TASK GOAL. Continue the article about mold consultants and mold testing, starting right after its last sentence.

DOCUMENT SECTION.
== Segment start ==

The Mold or The Mold Consultant?


The Mold or The Mold Consultant?

The Mold or The Mold Consultant? 1024 683 Risk Management

Conflicting interests and misled clients are becoming commonplace in the Mold Consulting industry. Although there are credible, knowledgeable, and ethical consultants to select from, many companies profit significantly from exploiting clients' fears and general unawareness.

Mold inspection proficiency tips

It is imperative to check referrals, references, and credentials. While some certifications reflect extensive training, others can be obtained with negligible training and no competency testing.

Be wary of inspectors that quickly arrive at conclusions, especially if the proposed remedy is costly and involves an affiliated company. Investigation should include thorough visual inspection, history of facility’s problems, health of occupants, and moisture and temperature readings. The abatement contractor must be independent of the air sampling vendor.

Testing Limitations:
It is generally rare for mold testing to be recommended by neutral parties. According to the Environmental Protection Agency, “in most cases, if visible mold growth is present, sampling is unnecessary.”

Testing can be a valuable tool in detecting hidden mold. Remediation should not be based on test results alone; therefore, scrutinize any inspection that bases mold remediation on sampling alone.

Key facts on indoor mold

  1. Air testing for mold has not been validated by scientific agencies or studies. No standardization exists for sampling, testing, reference ranges, or interpretation of results. Results from the same report are often interpreted differently and therefore, testing in general remains highly subjective.

== Segment end ==

(Region pointing data)
== Segment start ==

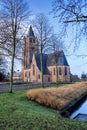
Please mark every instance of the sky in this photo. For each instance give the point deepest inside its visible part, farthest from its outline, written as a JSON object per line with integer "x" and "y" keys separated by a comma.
{"x": 78, "y": 64}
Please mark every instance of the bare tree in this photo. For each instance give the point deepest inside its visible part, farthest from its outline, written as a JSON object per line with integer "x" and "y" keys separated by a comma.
{"x": 72, "y": 13}
{"x": 44, "y": 31}
{"x": 12, "y": 15}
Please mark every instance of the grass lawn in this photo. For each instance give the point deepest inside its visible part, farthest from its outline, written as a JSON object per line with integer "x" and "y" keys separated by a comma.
{"x": 18, "y": 113}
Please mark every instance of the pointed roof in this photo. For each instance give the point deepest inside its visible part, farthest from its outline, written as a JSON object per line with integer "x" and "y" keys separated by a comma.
{"x": 61, "y": 59}
{"x": 44, "y": 57}
{"x": 31, "y": 33}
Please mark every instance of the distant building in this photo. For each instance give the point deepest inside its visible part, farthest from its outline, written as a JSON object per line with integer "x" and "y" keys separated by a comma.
{"x": 31, "y": 67}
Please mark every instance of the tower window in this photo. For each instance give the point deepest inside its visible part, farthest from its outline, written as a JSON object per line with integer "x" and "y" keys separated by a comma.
{"x": 39, "y": 76}
{"x": 65, "y": 71}
{"x": 33, "y": 69}
{"x": 33, "y": 40}
{"x": 54, "y": 72}
{"x": 30, "y": 39}
{"x": 60, "y": 71}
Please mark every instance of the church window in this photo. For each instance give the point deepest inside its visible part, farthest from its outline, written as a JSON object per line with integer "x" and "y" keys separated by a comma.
{"x": 33, "y": 69}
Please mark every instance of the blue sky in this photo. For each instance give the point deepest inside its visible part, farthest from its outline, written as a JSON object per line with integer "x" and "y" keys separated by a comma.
{"x": 77, "y": 64}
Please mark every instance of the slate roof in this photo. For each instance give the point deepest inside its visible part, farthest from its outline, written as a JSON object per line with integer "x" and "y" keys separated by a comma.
{"x": 49, "y": 60}
{"x": 58, "y": 57}
{"x": 44, "y": 61}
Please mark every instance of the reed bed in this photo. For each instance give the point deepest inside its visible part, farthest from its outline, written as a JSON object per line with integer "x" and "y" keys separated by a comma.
{"x": 57, "y": 98}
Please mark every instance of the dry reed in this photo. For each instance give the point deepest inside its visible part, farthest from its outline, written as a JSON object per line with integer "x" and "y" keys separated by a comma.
{"x": 57, "y": 97}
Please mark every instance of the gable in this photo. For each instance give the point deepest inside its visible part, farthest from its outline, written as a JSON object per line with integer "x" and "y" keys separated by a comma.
{"x": 57, "y": 57}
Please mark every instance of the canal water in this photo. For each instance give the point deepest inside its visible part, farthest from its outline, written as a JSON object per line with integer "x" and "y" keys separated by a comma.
{"x": 81, "y": 110}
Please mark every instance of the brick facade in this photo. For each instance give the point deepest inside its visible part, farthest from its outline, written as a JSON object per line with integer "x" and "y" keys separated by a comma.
{"x": 30, "y": 68}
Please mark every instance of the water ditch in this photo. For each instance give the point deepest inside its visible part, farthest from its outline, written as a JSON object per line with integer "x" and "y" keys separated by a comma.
{"x": 76, "y": 110}
{"x": 81, "y": 112}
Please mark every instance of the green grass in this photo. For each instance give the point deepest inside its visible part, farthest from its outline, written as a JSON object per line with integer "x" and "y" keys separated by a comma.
{"x": 18, "y": 113}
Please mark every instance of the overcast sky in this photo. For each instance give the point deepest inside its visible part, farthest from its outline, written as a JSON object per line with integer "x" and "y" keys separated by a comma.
{"x": 77, "y": 64}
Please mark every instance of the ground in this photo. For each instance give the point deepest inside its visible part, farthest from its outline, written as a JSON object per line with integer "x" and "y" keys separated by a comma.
{"x": 18, "y": 113}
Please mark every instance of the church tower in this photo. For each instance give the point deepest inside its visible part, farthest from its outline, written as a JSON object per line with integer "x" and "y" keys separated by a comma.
{"x": 30, "y": 47}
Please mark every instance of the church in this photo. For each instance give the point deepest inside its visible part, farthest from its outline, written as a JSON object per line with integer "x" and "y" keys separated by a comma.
{"x": 31, "y": 66}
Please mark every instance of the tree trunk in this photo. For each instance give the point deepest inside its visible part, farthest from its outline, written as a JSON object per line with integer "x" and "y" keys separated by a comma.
{"x": 41, "y": 63}
{"x": 12, "y": 68}
{"x": 56, "y": 74}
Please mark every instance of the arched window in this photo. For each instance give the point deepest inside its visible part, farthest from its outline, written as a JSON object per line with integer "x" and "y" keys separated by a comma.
{"x": 65, "y": 71}
{"x": 54, "y": 72}
{"x": 33, "y": 69}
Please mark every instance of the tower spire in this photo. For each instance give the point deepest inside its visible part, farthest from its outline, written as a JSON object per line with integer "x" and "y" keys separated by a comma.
{"x": 31, "y": 33}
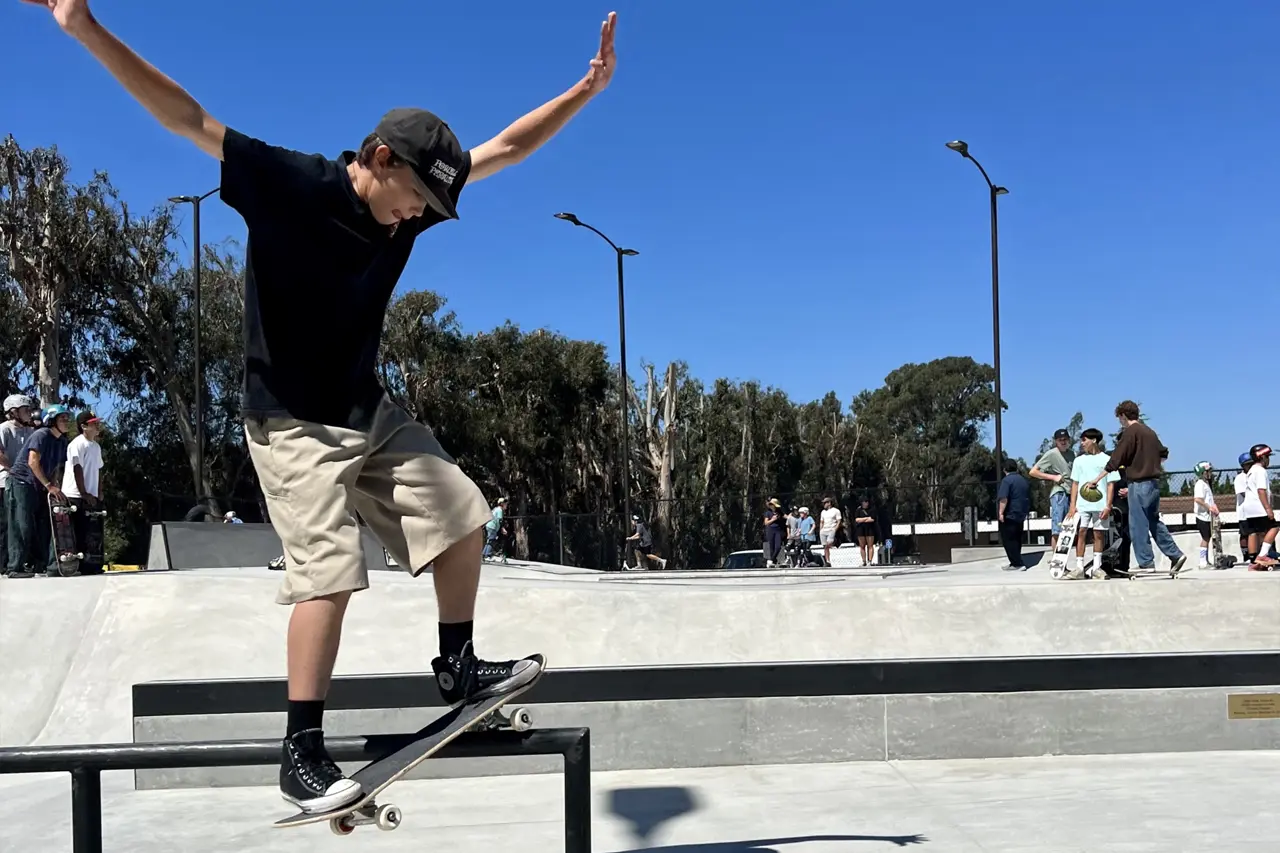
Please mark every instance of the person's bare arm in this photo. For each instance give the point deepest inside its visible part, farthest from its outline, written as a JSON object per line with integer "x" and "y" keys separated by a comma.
{"x": 533, "y": 129}
{"x": 176, "y": 110}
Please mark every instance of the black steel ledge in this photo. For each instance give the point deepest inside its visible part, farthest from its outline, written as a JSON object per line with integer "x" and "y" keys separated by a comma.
{"x": 746, "y": 680}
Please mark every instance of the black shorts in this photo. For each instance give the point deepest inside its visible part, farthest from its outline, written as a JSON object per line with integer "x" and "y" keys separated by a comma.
{"x": 1260, "y": 524}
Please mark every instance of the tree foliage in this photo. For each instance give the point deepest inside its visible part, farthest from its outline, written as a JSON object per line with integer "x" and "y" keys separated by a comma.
{"x": 103, "y": 308}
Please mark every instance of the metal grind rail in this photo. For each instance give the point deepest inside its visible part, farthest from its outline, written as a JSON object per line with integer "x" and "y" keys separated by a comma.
{"x": 86, "y": 762}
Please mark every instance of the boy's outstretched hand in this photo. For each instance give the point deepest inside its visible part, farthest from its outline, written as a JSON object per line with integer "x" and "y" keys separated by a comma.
{"x": 602, "y": 67}
{"x": 69, "y": 14}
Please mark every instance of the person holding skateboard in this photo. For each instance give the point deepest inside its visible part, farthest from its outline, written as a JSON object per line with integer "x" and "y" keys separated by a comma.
{"x": 18, "y": 424}
{"x": 82, "y": 478}
{"x": 1206, "y": 507}
{"x": 328, "y": 238}
{"x": 33, "y": 479}
{"x": 1139, "y": 452}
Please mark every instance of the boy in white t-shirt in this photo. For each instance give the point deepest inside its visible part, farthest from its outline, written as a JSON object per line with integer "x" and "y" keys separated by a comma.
{"x": 1206, "y": 507}
{"x": 1095, "y": 515}
{"x": 828, "y": 525}
{"x": 1257, "y": 509}
{"x": 82, "y": 479}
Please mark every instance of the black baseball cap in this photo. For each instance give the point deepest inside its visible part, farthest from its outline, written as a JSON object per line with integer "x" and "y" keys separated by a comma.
{"x": 433, "y": 153}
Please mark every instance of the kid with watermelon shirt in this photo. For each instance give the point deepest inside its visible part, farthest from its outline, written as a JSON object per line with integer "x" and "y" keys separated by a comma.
{"x": 1096, "y": 512}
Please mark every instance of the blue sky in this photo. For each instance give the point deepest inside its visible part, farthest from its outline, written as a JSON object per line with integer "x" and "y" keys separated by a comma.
{"x": 784, "y": 177}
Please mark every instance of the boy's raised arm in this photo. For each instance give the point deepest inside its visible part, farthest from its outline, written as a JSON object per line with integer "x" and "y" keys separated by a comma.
{"x": 176, "y": 110}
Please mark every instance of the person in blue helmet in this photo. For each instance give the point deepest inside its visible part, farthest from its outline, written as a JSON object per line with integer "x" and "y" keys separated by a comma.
{"x": 32, "y": 478}
{"x": 1248, "y": 544}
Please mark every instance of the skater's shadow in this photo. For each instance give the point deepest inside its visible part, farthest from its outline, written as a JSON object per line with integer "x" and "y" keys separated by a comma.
{"x": 648, "y": 808}
{"x": 773, "y": 844}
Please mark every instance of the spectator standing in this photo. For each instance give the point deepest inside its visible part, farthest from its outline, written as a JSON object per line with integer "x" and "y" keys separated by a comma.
{"x": 1257, "y": 507}
{"x": 18, "y": 424}
{"x": 82, "y": 479}
{"x": 1248, "y": 542}
{"x": 33, "y": 479}
{"x": 1139, "y": 452}
{"x": 773, "y": 532}
{"x": 1055, "y": 466}
{"x": 493, "y": 527}
{"x": 1206, "y": 507}
{"x": 830, "y": 524}
{"x": 641, "y": 544}
{"x": 1014, "y": 502}
{"x": 1095, "y": 515}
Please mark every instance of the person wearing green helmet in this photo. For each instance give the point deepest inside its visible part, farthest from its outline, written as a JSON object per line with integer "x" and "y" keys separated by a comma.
{"x": 33, "y": 477}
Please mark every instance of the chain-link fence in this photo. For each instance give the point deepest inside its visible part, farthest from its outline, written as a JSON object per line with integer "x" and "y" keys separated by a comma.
{"x": 691, "y": 533}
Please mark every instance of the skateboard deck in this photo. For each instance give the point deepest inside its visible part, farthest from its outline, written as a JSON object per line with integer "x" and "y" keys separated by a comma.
{"x": 64, "y": 537}
{"x": 1057, "y": 564}
{"x": 1221, "y": 560}
{"x": 382, "y": 772}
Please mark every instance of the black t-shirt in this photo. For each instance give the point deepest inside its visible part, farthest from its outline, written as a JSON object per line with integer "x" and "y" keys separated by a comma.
{"x": 53, "y": 456}
{"x": 319, "y": 274}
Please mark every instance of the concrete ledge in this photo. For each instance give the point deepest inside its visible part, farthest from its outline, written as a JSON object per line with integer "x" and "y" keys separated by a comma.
{"x": 743, "y": 731}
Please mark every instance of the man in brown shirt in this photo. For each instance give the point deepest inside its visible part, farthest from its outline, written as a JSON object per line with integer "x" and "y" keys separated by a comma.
{"x": 1139, "y": 454}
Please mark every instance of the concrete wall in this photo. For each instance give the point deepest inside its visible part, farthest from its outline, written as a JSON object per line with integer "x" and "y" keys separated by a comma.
{"x": 206, "y": 544}
{"x": 698, "y": 733}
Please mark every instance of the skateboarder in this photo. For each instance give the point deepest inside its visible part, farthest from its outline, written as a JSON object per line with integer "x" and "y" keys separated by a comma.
{"x": 1139, "y": 452}
{"x": 328, "y": 238}
{"x": 18, "y": 424}
{"x": 1206, "y": 507}
{"x": 82, "y": 477}
{"x": 32, "y": 479}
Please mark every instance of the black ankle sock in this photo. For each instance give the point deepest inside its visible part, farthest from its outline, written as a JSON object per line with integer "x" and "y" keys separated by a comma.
{"x": 455, "y": 635}
{"x": 306, "y": 714}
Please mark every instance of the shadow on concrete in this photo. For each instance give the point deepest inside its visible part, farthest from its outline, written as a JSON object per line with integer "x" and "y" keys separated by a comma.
{"x": 648, "y": 808}
{"x": 771, "y": 845}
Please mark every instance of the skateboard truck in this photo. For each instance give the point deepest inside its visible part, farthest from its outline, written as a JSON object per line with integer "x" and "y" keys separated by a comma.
{"x": 388, "y": 816}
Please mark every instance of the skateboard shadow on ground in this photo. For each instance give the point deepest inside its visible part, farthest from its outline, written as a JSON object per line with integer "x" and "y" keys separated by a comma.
{"x": 775, "y": 844}
{"x": 648, "y": 808}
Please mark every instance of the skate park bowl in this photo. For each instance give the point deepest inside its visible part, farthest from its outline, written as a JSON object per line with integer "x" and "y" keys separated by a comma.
{"x": 952, "y": 660}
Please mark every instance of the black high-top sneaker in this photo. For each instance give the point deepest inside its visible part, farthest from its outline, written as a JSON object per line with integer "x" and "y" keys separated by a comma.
{"x": 465, "y": 676}
{"x": 309, "y": 776}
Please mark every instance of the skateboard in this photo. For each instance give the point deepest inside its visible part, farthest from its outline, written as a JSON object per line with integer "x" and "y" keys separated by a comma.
{"x": 382, "y": 772}
{"x": 64, "y": 537}
{"x": 1057, "y": 564}
{"x": 1221, "y": 560}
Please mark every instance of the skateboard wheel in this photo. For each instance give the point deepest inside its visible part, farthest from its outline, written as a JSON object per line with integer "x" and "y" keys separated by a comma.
{"x": 388, "y": 817}
{"x": 521, "y": 720}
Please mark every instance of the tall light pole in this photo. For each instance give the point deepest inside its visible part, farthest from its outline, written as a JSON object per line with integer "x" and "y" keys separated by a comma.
{"x": 961, "y": 147}
{"x": 200, "y": 386}
{"x": 622, "y": 366}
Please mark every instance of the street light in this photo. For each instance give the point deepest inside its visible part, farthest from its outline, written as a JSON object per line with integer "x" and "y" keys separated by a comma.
{"x": 200, "y": 386}
{"x": 622, "y": 365}
{"x": 961, "y": 147}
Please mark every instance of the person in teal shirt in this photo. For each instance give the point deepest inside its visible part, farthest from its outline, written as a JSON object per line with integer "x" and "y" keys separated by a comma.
{"x": 1093, "y": 515}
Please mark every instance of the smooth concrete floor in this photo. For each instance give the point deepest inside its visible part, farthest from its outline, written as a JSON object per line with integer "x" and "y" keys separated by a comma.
{"x": 1166, "y": 803}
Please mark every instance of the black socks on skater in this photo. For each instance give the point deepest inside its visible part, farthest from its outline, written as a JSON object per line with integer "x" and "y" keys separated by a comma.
{"x": 455, "y": 637}
{"x": 305, "y": 714}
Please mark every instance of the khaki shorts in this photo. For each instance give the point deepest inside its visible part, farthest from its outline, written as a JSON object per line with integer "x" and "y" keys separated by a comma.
{"x": 410, "y": 492}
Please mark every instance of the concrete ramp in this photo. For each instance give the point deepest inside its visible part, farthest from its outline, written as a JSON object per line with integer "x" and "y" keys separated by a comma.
{"x": 86, "y": 641}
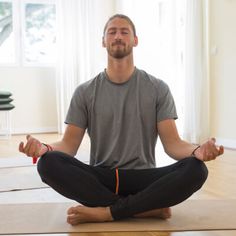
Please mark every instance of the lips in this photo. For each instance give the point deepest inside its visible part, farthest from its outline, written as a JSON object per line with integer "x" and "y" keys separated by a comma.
{"x": 118, "y": 44}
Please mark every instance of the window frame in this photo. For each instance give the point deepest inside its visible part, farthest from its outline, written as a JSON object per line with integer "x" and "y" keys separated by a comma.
{"x": 18, "y": 27}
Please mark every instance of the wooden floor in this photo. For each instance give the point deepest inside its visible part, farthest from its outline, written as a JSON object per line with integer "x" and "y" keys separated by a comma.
{"x": 220, "y": 184}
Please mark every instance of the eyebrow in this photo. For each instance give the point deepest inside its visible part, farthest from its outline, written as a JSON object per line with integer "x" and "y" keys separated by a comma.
{"x": 115, "y": 28}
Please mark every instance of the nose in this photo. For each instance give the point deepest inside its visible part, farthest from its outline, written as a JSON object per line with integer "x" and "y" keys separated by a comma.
{"x": 118, "y": 35}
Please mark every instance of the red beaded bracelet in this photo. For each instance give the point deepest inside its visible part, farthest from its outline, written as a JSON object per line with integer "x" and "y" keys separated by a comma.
{"x": 193, "y": 152}
{"x": 49, "y": 147}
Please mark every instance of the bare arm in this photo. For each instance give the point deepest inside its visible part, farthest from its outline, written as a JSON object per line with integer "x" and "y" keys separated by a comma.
{"x": 178, "y": 149}
{"x": 69, "y": 144}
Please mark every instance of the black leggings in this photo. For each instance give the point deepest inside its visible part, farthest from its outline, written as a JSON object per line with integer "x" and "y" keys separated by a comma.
{"x": 139, "y": 190}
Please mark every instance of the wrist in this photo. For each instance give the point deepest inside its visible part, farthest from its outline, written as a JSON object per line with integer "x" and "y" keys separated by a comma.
{"x": 48, "y": 147}
{"x": 195, "y": 150}
{"x": 45, "y": 148}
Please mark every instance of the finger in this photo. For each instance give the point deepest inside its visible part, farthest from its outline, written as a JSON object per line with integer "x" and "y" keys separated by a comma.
{"x": 71, "y": 210}
{"x": 21, "y": 147}
{"x": 221, "y": 150}
{"x": 213, "y": 140}
{"x": 27, "y": 146}
{"x": 33, "y": 148}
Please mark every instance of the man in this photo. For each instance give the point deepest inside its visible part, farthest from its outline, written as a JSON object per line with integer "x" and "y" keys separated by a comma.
{"x": 124, "y": 109}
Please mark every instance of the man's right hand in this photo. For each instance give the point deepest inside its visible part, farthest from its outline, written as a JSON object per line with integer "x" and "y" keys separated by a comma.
{"x": 33, "y": 147}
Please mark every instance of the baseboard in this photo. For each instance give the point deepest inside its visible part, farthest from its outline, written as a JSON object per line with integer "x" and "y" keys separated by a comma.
{"x": 227, "y": 143}
{"x": 34, "y": 130}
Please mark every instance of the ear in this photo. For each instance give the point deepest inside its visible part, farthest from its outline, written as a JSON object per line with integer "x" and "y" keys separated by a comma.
{"x": 135, "y": 41}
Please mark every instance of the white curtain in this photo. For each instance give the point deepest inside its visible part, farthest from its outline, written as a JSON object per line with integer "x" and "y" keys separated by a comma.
{"x": 196, "y": 107}
{"x": 79, "y": 40}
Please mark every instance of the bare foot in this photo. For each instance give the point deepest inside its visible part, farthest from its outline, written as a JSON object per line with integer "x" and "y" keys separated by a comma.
{"x": 82, "y": 214}
{"x": 163, "y": 213}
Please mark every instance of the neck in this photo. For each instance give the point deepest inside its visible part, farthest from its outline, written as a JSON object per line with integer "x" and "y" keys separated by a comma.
{"x": 120, "y": 70}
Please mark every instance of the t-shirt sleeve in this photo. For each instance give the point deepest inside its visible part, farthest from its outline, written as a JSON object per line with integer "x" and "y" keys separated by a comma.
{"x": 77, "y": 113}
{"x": 165, "y": 103}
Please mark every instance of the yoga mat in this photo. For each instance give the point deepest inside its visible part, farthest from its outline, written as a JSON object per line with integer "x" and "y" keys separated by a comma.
{"x": 18, "y": 178}
{"x": 191, "y": 215}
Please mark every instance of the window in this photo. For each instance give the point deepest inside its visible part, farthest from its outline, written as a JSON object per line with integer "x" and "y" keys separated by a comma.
{"x": 27, "y": 32}
{"x": 7, "y": 45}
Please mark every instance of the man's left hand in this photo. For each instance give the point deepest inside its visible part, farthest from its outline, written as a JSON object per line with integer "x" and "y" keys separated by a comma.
{"x": 209, "y": 151}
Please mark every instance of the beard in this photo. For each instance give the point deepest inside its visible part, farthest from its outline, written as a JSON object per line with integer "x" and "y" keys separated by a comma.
{"x": 119, "y": 50}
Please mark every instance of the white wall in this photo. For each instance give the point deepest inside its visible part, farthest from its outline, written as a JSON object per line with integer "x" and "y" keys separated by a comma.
{"x": 34, "y": 94}
{"x": 223, "y": 70}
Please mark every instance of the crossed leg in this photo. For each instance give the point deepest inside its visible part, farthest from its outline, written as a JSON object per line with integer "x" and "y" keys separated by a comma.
{"x": 143, "y": 193}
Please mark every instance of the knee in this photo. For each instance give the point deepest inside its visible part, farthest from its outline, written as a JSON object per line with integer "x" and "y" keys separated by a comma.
{"x": 196, "y": 171}
{"x": 46, "y": 164}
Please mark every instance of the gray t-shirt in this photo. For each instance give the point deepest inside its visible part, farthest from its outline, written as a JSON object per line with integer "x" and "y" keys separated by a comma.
{"x": 121, "y": 119}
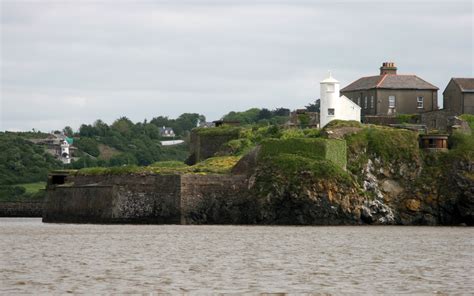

== Segment end ==

YOUR RESPONSE.
  2. Species identification of mold in an indoor environment is generally unnecessary. Thus, tape sampling and subsequent identification of mold species is often a waste of money and resources.
  3. There is no evidence in the medical literature to suggest that any one species of mold is more poisonous than another, when present on surfaces in an indoor environment.
  4.  Visual identification is generally all that is necessary to determine presence of mold on surfaces.
  5.  Mold requires moisture in order to grow. Locating and remediating the moisture intrusion is paramount to prevent continued growth and should remain the core focus of the process.
  6. Mold and mold spores are all around us in most indoor and outdoor environments, despite whether mold growth is visible. If mold samples are taken, indoor and outdoor samples should be compared to determine the level of mold inside the tested space. Clearance samples should also be taken after clean-up or abatement of mold presence.

In summary, the health effects of mold exposure are generally confined to mild respiratory irritation and potential triggering of symptoms in individuals with asthma and certain allergies. Most testing practices used by mold inspection and remediation companies are largely wasteful and unnecessary.